▶ [Work instruction A] From the column on tax-saving strategies below, list the most common forms of business entity it names.
▶ [Work instruction B] According to the column on tax-saving strategies, in which month should the construction company in its example end its tax year?
▶ [Work instruction C] Proceed with the column on tax-saving strategies, picking up after its final sentence.

▶ [Document text]
--

By Ying Sa / Guest Column

I was at Starbucks on a recent morning, and saw a man putting his arm into the trash can and picking a receipt out of it. He saw me looking, and said, “I keep on forgetting this is a tax deduction – I need it!”

I smiled. Of course, it’s tax time. Who doesn’t need more receipts – especially if your tax person has already declared “no receipts, no deduction.”

What have you been doing to save on taxes for your business? Were you told to save all of your receipts for business-related expenses? Were you told to spend, spend, spend to reduce your taxable income? Are you concerned about paying too much on taxes? Have you literally borrowed money to pay taxes?

If you answer yes to the above questions, you could benefit from some three-dimensional tax-saving strategies. If you can master the concepts, you will no longer care about those Starbucks receipts, because you’ll already have gotten the tax savings you deserve.

The first ‘dimension’ is to determine the proper tax structure for your company. When starting a business, you must decide what form of business entity to establish. The most common forms of business are a sole proprietorship, a Limited Liability Company (LLC) or partnership, an S corporation or a C corporation. Having the right tax structure for your kind of business can bring huge tax savings to you.

For example, you and your partner are in business together. He has money, but no time; you have time, but no money. The correct tax structure will save your partner taxes when the business is in the startup stage, but it will also give you a tax refund and tax savings as the business takes off.

The second dimension is to choose the proper tax year for calculating taxes. Businesses have their own business cycles. You may choose a calendar year or fiscal year as your tax year. The calendar year begins Jan. 1 and ends Dec. 31. A fiscal year contains 12 consecutive months ending on the last day of any month except December.

Many businesses choose to operate on a calendar year, but seasonal businesses may see more of a benefit by ending their tax year in their slowest season. For example, if you own a construction company, you may make good money during the warm season, but not have a lot of income between the months of December and April. In this situation, you would set your year to end in April, as you will calculate taxable income at the time your income is at the lowest.

--

▶ [Input data]
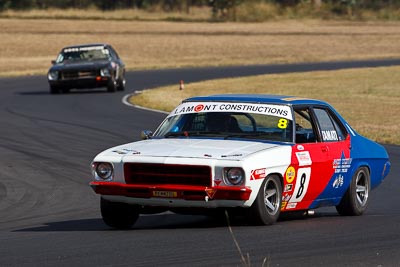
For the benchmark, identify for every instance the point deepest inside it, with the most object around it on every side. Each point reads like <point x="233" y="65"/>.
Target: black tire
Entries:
<point x="54" y="90"/>
<point x="65" y="90"/>
<point x="118" y="215"/>
<point x="355" y="200"/>
<point x="112" y="85"/>
<point x="121" y="83"/>
<point x="267" y="206"/>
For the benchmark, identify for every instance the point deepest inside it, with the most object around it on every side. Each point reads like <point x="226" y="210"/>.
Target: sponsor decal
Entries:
<point x="338" y="182"/>
<point x="342" y="165"/>
<point x="286" y="197"/>
<point x="266" y="109"/>
<point x="330" y="135"/>
<point x="233" y="155"/>
<point x="77" y="49"/>
<point x="165" y="194"/>
<point x="304" y="158"/>
<point x="290" y="174"/>
<point x="293" y="98"/>
<point x="126" y="151"/>
<point x="301" y="186"/>
<point x="198" y="108"/>
<point x="351" y="130"/>
<point x="258" y="174"/>
<point x="288" y="188"/>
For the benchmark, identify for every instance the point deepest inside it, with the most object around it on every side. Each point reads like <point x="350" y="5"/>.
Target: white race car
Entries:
<point x="256" y="155"/>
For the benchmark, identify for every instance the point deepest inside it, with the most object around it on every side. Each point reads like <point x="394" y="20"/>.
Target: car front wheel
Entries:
<point x="112" y="85"/>
<point x="355" y="200"/>
<point x="122" y="83"/>
<point x="118" y="215"/>
<point x="266" y="207"/>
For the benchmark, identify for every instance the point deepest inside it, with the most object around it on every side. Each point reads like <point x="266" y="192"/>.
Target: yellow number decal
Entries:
<point x="282" y="124"/>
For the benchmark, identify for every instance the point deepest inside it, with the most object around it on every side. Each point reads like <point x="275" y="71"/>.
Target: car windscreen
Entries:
<point x="229" y="121"/>
<point x="83" y="54"/>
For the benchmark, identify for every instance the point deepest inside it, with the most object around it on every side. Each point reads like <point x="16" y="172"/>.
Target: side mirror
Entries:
<point x="146" y="134"/>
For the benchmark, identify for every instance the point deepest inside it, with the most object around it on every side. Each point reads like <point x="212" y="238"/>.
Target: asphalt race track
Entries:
<point x="49" y="216"/>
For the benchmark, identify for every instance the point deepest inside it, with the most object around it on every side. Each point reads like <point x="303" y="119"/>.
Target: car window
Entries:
<point x="305" y="132"/>
<point x="83" y="53"/>
<point x="330" y="130"/>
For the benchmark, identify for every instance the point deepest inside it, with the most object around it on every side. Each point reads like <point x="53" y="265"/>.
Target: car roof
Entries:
<point x="85" y="45"/>
<point x="258" y="98"/>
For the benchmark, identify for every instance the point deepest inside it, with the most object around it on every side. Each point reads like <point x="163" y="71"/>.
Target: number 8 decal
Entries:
<point x="302" y="181"/>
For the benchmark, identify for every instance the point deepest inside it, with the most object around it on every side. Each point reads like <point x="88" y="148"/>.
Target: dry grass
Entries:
<point x="367" y="98"/>
<point x="28" y="45"/>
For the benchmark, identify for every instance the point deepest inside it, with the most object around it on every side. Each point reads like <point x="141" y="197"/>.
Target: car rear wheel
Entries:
<point x="118" y="215"/>
<point x="355" y="200"/>
<point x="54" y="90"/>
<point x="267" y="206"/>
<point x="122" y="83"/>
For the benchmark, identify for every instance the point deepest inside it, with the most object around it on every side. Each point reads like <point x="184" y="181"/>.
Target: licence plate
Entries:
<point x="165" y="194"/>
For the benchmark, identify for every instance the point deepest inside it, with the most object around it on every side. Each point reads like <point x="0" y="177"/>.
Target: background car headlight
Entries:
<point x="105" y="72"/>
<point x="53" y="75"/>
<point x="234" y="176"/>
<point x="104" y="170"/>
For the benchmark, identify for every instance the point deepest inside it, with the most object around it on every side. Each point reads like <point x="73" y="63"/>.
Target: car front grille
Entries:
<point x="68" y="75"/>
<point x="167" y="174"/>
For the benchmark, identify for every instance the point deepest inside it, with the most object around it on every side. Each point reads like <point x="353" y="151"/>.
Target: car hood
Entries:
<point x="81" y="65"/>
<point x="189" y="148"/>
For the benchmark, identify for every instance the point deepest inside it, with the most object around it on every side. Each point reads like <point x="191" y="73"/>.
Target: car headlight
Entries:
<point x="103" y="170"/>
<point x="53" y="75"/>
<point x="105" y="72"/>
<point x="234" y="176"/>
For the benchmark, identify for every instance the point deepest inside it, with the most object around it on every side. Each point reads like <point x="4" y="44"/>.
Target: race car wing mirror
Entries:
<point x="146" y="134"/>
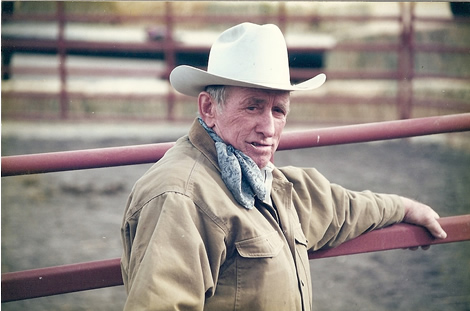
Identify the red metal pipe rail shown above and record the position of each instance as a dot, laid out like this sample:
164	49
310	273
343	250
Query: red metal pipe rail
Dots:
117	156
99	274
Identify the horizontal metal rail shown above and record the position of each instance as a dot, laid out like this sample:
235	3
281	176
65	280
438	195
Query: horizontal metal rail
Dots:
99	274
141	154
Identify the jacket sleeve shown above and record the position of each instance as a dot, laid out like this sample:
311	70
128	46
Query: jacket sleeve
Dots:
172	253
330	214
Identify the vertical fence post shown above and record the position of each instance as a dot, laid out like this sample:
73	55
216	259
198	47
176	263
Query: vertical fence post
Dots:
61	51
405	62
170	58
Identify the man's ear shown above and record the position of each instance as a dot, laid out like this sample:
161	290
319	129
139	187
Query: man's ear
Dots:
207	108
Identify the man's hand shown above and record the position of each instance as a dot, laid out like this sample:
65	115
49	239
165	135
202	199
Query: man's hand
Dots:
422	215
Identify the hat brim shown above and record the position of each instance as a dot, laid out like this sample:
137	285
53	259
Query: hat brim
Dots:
191	81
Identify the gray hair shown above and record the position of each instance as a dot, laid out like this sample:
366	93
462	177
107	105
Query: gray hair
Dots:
218	93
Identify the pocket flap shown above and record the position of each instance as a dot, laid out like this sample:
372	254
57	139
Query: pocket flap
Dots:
266	245
300	236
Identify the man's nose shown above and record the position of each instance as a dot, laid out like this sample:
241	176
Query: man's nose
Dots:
266	124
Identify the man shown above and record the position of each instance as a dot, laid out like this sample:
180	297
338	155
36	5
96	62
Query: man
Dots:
214	225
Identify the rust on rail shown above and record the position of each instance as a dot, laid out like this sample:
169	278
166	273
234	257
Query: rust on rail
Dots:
117	156
99	274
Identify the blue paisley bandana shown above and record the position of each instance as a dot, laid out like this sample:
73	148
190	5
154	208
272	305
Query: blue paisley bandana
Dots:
240	173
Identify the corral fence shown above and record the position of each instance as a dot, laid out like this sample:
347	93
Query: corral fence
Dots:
106	273
163	44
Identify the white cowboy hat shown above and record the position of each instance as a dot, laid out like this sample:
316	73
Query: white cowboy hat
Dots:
246	55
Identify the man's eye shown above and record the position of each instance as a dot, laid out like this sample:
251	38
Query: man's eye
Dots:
279	111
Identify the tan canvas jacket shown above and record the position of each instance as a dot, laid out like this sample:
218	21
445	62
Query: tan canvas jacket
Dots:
188	245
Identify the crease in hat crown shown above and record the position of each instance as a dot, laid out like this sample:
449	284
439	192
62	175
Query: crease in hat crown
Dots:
247	55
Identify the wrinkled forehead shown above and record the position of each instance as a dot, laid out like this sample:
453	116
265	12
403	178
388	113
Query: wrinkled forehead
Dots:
241	93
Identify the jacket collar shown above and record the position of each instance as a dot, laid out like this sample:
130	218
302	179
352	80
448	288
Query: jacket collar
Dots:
201	140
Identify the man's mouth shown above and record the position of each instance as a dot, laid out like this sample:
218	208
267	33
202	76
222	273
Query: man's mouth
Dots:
259	145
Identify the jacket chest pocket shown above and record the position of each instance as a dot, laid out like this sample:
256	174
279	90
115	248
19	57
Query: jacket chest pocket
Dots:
264	246
264	274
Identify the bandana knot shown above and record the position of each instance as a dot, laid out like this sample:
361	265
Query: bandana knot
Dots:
239	172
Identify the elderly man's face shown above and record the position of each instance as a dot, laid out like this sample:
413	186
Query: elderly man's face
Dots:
252	121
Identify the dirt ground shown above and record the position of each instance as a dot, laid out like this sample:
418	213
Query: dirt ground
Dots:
70	217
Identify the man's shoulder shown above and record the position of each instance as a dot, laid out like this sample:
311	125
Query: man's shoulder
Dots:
181	166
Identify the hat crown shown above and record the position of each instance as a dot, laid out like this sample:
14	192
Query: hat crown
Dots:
252	53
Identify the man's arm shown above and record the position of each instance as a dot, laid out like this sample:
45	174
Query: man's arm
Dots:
420	214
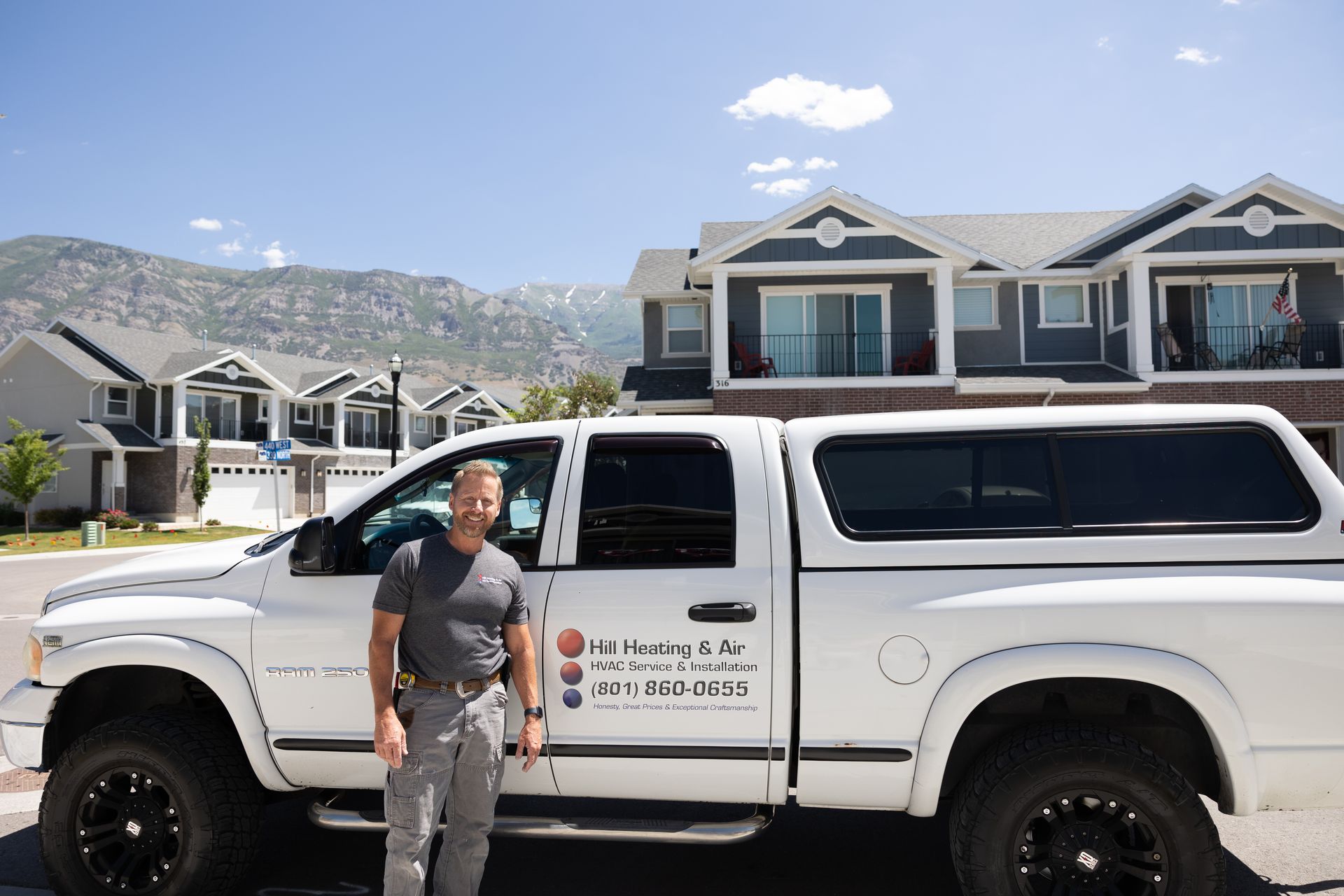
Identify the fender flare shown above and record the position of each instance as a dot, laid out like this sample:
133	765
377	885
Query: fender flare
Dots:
980	679
214	668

--

▶ [Exercise result A]
- A sole proprietorship
- A Limited Liability Company (LLC) or partnership
- An S corporation
- A C corporation

▶ [Exercise result B] April.

▶ [Exercise result C]
The third dimension is to choose the cash or accrual accounting method. There are two types of accounting methods that are mostly commonly used for tax filing: cash and accrual. Under the cash method, you include income in the tax year when you receive it and deduct expenses when they clear your bank account before year-end.

Under the accrual method, you generally include income for the tax year in which you have earned it, and deduct business expenses when the activities are performed.

For example, a doctor’s office would likely benefit from using the cash method so it doesn’t report income before it is received from the insurance company. Because of the insurance complication in the medical field, doctors normally do not know the exact amount they will get paid, making cash accounting a practical choice.

For retail businesses, accrual accounting is preferred, as businesses can reduce taxable income by deducting expenses such as inventories that were delivered and sold, but that have not yet been paid for.

These three dimensions combined can maximize your tax savings, and work magic for you and your business. The next time you have to borrow money to pay your taxes, you should ask yourself if you did your 3-D tax planning. Likewise, if you see the guy at Starbucks fishing receipts out of the trash, just tell him that he needs to think 3-D.

Ying Sa is the founder and principal certified public accountant at Community CPA & Associates Inc., with offices in Des Moines and Iowa City.